▸ Required work
- A) According to the passage on the National Hollerin' Contest, to which organization were the event's proceeds donated?
- B) Continue the passage on the National Hollerin' Contest after its final sentence.

--- Supplied text ---

The National Hollerin' Contest was an annual competition held in Spivey's Corner, North Carolina. It began in 1969, continuing until 2015.

The contest, formerly held on the third Saturday in June, was inaugurated to revive the almost-lost art of "hollerin'", a sophisticated vocal tradition that served as a means of long-distance communication between individuals as well as an amusing form of entertainment, before the widespread adoption of the telephone. The proceeds from the event were, and continue to be, donated to the Spivey's Corner Volunteer Fire Department.

Contestants from the contest have appeared on The Tonight Show Starring Johnny Carson, The Late Show with David Letterman, and The Late Show with Stephen Colbert.

--- Data section ---

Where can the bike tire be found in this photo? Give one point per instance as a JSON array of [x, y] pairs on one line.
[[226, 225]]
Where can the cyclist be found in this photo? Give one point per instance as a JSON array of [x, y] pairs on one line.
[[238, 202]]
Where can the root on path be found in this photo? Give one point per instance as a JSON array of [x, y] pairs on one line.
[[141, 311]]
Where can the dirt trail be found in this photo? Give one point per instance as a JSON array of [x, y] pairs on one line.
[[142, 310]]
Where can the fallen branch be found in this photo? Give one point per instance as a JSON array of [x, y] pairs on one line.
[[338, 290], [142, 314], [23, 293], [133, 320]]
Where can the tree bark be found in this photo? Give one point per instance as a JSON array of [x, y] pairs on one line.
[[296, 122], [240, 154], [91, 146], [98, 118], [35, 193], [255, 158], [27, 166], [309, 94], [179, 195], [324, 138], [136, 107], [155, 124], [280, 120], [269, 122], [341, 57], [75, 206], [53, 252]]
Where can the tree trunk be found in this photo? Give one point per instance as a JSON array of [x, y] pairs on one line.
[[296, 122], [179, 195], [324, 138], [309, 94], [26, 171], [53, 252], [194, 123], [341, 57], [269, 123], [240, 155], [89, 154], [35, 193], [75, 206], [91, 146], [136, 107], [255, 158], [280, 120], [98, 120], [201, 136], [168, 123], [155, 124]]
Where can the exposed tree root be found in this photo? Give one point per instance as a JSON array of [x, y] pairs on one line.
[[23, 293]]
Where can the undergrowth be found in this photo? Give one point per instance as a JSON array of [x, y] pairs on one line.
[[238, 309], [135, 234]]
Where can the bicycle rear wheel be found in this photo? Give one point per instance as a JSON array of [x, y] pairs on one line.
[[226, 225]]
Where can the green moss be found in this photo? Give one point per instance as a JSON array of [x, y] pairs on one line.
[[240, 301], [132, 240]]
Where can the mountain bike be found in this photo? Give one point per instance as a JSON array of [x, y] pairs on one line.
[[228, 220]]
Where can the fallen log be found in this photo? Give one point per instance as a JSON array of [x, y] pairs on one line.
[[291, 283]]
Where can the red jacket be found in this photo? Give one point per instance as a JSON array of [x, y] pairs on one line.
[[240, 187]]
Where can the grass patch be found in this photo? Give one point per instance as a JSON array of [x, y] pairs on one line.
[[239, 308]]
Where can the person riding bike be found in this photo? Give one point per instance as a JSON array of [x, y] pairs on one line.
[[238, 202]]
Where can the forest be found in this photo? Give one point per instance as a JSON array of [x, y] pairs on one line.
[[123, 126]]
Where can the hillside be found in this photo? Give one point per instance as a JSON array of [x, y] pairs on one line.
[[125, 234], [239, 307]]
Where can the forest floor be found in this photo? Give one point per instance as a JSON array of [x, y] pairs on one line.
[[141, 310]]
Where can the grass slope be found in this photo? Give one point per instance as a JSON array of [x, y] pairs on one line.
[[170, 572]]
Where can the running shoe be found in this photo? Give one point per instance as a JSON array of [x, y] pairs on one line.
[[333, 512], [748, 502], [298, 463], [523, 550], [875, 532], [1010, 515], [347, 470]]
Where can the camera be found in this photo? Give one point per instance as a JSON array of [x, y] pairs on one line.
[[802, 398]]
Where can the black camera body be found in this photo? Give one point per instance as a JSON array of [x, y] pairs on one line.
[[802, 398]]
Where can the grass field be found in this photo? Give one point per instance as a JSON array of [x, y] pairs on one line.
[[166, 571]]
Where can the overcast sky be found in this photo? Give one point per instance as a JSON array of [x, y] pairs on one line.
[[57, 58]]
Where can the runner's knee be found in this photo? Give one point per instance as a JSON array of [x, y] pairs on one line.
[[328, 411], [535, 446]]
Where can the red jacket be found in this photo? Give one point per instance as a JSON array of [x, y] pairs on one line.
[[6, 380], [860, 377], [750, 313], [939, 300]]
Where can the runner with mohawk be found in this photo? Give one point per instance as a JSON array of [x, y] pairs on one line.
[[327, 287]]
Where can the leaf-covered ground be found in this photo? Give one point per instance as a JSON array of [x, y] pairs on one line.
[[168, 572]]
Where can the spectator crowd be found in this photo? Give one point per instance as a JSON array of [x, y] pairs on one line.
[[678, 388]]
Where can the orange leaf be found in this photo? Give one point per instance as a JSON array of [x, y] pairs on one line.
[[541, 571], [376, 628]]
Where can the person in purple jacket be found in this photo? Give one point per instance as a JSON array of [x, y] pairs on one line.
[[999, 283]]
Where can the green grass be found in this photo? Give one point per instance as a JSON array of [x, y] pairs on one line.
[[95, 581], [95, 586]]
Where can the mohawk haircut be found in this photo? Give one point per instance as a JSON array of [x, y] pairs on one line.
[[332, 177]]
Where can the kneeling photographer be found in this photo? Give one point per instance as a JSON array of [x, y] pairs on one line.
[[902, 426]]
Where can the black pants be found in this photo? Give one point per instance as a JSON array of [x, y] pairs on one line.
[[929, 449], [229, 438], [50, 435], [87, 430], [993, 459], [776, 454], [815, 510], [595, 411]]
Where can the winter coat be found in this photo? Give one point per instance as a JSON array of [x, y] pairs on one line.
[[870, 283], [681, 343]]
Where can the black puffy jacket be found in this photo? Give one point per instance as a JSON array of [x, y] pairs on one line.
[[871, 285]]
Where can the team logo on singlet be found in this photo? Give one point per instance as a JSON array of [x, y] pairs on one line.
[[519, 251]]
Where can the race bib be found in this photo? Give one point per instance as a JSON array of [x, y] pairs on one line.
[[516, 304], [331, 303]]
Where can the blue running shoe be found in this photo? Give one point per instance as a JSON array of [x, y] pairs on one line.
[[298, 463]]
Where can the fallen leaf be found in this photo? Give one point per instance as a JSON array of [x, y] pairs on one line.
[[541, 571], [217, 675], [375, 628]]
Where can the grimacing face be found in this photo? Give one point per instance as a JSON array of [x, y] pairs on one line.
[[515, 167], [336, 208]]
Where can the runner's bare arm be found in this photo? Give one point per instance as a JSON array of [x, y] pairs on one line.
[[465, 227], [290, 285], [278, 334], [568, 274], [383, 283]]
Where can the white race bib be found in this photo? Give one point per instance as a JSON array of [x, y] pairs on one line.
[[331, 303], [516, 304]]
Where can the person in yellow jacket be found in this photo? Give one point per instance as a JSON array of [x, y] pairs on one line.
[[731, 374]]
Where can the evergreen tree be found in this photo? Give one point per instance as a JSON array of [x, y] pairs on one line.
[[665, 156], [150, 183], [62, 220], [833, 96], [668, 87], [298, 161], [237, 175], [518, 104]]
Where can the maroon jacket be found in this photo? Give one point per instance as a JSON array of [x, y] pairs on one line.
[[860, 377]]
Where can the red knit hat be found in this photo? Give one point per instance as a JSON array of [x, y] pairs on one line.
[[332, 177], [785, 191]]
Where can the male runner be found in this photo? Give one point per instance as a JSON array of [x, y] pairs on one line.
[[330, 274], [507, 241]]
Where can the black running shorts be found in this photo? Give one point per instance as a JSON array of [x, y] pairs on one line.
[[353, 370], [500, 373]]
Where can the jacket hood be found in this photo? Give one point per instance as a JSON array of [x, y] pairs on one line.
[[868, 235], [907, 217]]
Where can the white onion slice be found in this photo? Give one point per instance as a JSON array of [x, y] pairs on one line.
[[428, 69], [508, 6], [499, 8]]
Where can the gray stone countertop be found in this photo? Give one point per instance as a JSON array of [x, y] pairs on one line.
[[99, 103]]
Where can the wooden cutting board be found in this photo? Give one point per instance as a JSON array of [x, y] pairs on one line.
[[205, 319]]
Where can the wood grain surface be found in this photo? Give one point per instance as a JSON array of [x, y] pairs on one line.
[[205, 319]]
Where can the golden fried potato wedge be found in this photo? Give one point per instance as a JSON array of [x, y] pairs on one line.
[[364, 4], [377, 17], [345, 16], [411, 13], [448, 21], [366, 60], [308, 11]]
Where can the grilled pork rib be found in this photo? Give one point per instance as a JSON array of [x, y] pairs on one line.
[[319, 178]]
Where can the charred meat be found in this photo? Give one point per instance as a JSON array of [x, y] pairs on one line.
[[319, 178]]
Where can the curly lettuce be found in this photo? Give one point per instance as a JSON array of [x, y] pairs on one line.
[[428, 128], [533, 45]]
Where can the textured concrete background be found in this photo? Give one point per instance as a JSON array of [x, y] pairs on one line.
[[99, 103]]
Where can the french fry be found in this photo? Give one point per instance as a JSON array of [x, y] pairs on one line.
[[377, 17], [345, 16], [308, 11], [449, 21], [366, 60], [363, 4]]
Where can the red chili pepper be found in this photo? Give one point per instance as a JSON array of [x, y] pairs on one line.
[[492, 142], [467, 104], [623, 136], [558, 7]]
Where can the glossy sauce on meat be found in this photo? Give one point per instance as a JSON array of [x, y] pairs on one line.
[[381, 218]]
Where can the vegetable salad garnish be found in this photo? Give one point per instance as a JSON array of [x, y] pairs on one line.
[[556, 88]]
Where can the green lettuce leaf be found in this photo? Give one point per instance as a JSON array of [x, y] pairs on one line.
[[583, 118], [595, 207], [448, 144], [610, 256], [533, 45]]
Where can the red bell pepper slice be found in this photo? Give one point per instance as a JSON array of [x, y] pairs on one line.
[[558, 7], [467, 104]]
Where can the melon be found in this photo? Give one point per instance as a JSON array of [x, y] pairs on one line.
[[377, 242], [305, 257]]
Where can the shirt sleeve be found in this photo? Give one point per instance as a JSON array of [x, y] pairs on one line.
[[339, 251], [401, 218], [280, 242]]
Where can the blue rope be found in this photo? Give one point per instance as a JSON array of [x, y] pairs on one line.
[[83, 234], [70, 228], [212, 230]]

---

▸ Numbered answers
- A) The Spivey's Corner Volunteer Fire Department.

- B)
In 2013, the National Hollerin' Contest became part of the Hollerin' Heritage Festival. The festival was held annually on the second Saturday in September on the property of the Spivey's Corner Volunteer Fire Department. The 2016 Hollerin' contest was cancelled after 47 years. A man named Robby Goodman, a former junior winner of the Hollerin' Contest, took the cancelled event and turned it into something new to continue the tradition. It was then known as the World Wide Hollerin' Festival and was held on October 8, 2016 at Paradise Acres in Hope Mills, North Carolina. This was the first and only World Wide Hollerin’ Festival, as it would not be continued the following year.